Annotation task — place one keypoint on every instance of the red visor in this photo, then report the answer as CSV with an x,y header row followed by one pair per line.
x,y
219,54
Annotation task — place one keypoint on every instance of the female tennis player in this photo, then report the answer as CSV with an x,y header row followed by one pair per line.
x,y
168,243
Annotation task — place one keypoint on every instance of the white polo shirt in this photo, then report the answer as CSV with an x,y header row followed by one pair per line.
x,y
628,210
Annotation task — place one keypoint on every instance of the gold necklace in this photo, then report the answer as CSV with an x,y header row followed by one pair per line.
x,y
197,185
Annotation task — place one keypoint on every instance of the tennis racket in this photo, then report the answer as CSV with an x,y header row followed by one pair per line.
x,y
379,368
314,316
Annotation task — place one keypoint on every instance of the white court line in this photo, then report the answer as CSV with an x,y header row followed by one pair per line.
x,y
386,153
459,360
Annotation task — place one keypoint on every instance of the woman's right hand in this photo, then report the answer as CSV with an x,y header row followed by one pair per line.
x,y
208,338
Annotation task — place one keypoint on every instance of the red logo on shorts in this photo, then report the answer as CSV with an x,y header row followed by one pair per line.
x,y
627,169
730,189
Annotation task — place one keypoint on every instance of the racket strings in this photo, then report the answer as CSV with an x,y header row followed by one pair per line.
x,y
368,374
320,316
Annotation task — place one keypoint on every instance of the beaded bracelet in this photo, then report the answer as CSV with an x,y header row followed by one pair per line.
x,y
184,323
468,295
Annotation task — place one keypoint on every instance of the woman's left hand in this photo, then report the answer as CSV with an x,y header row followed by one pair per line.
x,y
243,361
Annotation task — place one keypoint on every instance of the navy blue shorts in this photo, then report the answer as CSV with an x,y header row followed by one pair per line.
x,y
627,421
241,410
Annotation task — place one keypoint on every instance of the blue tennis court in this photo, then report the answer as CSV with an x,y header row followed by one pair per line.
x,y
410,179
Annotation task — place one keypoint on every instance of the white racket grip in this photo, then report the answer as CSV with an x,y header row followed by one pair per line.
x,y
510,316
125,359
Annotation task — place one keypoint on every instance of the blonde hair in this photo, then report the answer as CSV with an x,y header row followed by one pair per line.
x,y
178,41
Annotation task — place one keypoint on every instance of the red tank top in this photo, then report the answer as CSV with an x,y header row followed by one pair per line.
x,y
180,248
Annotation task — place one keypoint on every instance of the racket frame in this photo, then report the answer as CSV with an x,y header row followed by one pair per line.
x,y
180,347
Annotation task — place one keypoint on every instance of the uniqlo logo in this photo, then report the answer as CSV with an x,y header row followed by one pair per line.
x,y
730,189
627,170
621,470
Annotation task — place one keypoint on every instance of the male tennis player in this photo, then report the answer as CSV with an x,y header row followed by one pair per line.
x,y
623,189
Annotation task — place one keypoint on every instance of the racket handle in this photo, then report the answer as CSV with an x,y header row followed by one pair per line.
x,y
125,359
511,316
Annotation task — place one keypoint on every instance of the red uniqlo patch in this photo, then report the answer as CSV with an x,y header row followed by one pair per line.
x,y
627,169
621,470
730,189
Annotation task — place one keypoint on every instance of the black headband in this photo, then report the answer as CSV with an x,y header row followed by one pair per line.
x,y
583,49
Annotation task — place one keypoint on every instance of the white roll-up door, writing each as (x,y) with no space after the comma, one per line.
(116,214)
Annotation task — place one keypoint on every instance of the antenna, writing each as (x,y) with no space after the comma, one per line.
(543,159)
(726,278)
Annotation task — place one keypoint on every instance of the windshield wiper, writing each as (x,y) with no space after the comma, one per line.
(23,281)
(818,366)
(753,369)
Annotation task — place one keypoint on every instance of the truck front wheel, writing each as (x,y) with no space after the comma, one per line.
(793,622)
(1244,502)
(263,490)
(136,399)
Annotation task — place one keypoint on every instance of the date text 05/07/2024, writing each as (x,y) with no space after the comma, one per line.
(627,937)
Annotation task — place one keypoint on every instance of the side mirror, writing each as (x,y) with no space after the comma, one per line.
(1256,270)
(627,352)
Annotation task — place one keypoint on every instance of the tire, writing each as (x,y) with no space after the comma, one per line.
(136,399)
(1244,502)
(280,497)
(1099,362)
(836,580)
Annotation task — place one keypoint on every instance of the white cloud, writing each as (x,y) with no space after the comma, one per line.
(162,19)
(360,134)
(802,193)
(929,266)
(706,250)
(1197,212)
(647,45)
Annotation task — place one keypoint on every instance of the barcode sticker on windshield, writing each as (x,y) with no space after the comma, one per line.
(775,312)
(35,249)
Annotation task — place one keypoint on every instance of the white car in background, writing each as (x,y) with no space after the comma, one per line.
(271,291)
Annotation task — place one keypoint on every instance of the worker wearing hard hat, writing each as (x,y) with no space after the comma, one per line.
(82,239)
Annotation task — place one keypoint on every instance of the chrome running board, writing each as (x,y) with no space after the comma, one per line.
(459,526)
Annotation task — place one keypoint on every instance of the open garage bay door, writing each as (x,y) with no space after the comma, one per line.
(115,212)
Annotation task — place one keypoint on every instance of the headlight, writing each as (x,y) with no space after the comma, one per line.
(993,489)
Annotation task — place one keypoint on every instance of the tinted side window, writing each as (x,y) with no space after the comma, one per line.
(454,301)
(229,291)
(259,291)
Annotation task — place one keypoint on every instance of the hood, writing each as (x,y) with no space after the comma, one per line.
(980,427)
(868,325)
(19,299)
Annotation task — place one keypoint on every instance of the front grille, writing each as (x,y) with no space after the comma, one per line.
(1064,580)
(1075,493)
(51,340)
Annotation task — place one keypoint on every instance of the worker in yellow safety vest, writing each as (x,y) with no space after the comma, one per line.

* * * * *

#### About this exercise
Restate the records from above exactly as they read.

#### Problem solution
Annotation task — place one keypoint on every instance of the red visor in this photo, then report the answer as CSV with an x,y header row followed by one pair per line.
x,y
219,54
Annotation task — place one keypoint on every instance of the female tennis player in this photo, then report the answer as CSV with an x,y header row followed by one pair per line.
x,y
168,243
Annotation task — place one keypoint on every instance of the white polo shirt in this photo, then report the answer as CSV with an x,y header row followed by one pair per line.
x,y
628,210
Annotation task — place one keypoint on every instance of the gold necklace in this photo, then report the answer as CSV with an x,y header row followed by one pair per line.
x,y
197,185
Annotation task — place one keypoint on every instance of the tennis racket in this photo, then report the answer as CSV with an x,y header row followed by one pair per line.
x,y
379,368
314,316
Annotation task — place one keypoint on every instance of the white court line in this photo, then report the answer as CSV with an x,y header row followed by one pair per line.
x,y
386,153
459,360
Annotation task — place one keypoint on every instance of the woman's right hand in this photo, then report the answer as CSV with an x,y header row followed by one pair per line.
x,y
208,338
Annotation task — place one keypoint on every instance of the red logo on shorts in this photo, then report the answer as CSV with an x,y header row followed by one pair per line.
x,y
627,169
730,189
Annotation task — place one keypoint on every instance of the racket strings in this photo, then report the answer as CSV with an x,y header row followed by one pair per line.
x,y
368,374
320,316
Annotation task — place one keypoint on every instance of the beaded bracelet in this photo, then report the answer as CSV with an x,y header row followed by one pair per line.
x,y
184,323
468,295
Annotation task — place one keypoint on every instance of the woman's left hand in this photo, then report the answer as CSV with an x,y header row followed by one pair per line.
x,y
243,361
Annotation task — place one keypoint on every instance of the navy blue shorts in this photo, then report the answer as CSV with an x,y header row followed by one pair per line.
x,y
627,421
241,410
Annotation task — place one keypoint on every instance of the blue tennis court in this photo, then report the answer as CSV with an x,y header row followed by one pair per line.
x,y
410,179
Annotation task — place one keypoint on every instance of the white racket grip in this photo, then report the answer as CSV with an x,y header row followed by one pair per line.
x,y
510,316
125,359
Annotation task — place one keypoint on every instance of the blonde hair in this photo, then report the answer as CSV with an x,y header row followed by one pair per line.
x,y
178,41
Annotation task — place one keypoint on every instance of the red tank top in this photo, then report the answer as CSV with an x,y header row followed by one pair per line.
x,y
180,248
Annotation task — place one keypoint on every instance of the racket frame in this photo, then report the answer as CSV with an x,y header row followed by one pair per line.
x,y
180,347
Annotation task — place one keypoint on every instance of the uniqlo logo in this photo, then report the answer as CSV with an x,y header row followed by one pair per line.
x,y
730,189
627,170
621,470
Annotation task — place one keypoint on every instance of the male tennis player in this photo, then report the answer as CSV with an x,y header row followed by one pair per line.
x,y
623,189
Annotation task — place one keypoint on every instance of the racket handle in this photo, then report the answer as CSV with an x,y header row followed by one pair per line.
x,y
125,359
511,316
Annotation task — place one keypoint on every instance of the red uniqlo patch in this photo, then report the answer as CSV with an x,y header row followed by one pair per line.
x,y
627,169
621,470
730,189
Annotation task — place one keypoint on every instance of the black headband in this photo, then report the answer as CSV with an x,y header row followed by one pair per line.
x,y
583,49
Annotation task — place one keypoint on every instance of the white roll-up door, writing each as (x,y) with no space after the comma, one per line.
(116,214)
Annotation task — place one keypoint on every instance of the antenna, writing each as (x,y) with no space after the comma, one per line.
(543,159)
(726,278)
Annotation task — place one keypoint on every instance of the windshield wiper, writing each as (x,y) with no space after the comma, one per line.
(23,281)
(818,366)
(753,369)
Annotation task — place one keypoint on every instance of the truck front wheel, writing each as (x,y) with no space after the comma, one per line.
(793,622)
(1244,502)
(263,490)
(136,399)
Annotation task — place one keypoint on every instance of the date text 05/07/2024, writing each as (x,y) with no space after the comma, one per line.
(627,937)
Annotation task — place one keypoint on every instance of the side mirror, writing each as (x,y) with no space after the comma, one per line.
(1256,270)
(627,352)
Annotation task — place one keypoint on every instance of the tire, writing each as (x,y) with no space after the comma, one per line.
(136,399)
(1244,502)
(280,497)
(1099,362)
(836,580)
Annotation task — place one keypoint on every instance of the white cloud, writing each as (x,y) with no space after the comma, one per line.
(162,19)
(360,134)
(802,193)
(929,266)
(706,250)
(1197,212)
(647,45)
Annotation task — place one keypoint on every instance of the barcode sticker on windshield, writing each as (x,y) with no space after the comma, one per line.
(775,312)
(35,249)
Annotation task — place one keypoint on every instance of the white car in background, writing each as (x,y) with no space after the comma, one per line.
(271,291)
Annotation task — place one keypoint on every instance of the worker wearing hard hat, writing each as (x,y) with no space after the comma, one per line.
(82,239)
Annotation task — place one keypoint on every instance of the chrome running board, writing each as (x,y) with no space after the comma, one per line.
(459,526)
Annotation task — place one keypoint on every instance of the open garage bay door, writing each as (x,y) with no space after the comma, one per line.
(115,212)
Annotation task — place one keypoint on every instance of the headlight, writing each as (x,y) with no space after the comma, one per line.
(993,489)
Annotation task — place one keypoint on every instance of the tinted side window, writing each as (x,y) with no space after the comma, one per line.
(454,301)
(229,291)
(259,291)
Annotation task — place one keypoint on every instance of the hood, writing each as (x,y) with no space after the comma, one per line.
(980,427)
(868,325)
(19,299)
Annotation task — place one keypoint on every instance of the front grille, writing each as (x,y) with no space after the comma, one per line.
(1064,580)
(1075,493)
(51,340)
Annotation task — place one keypoint on every instance of the worker in yellow safety vest, writing each as (x,y) with no space after the comma, one per line.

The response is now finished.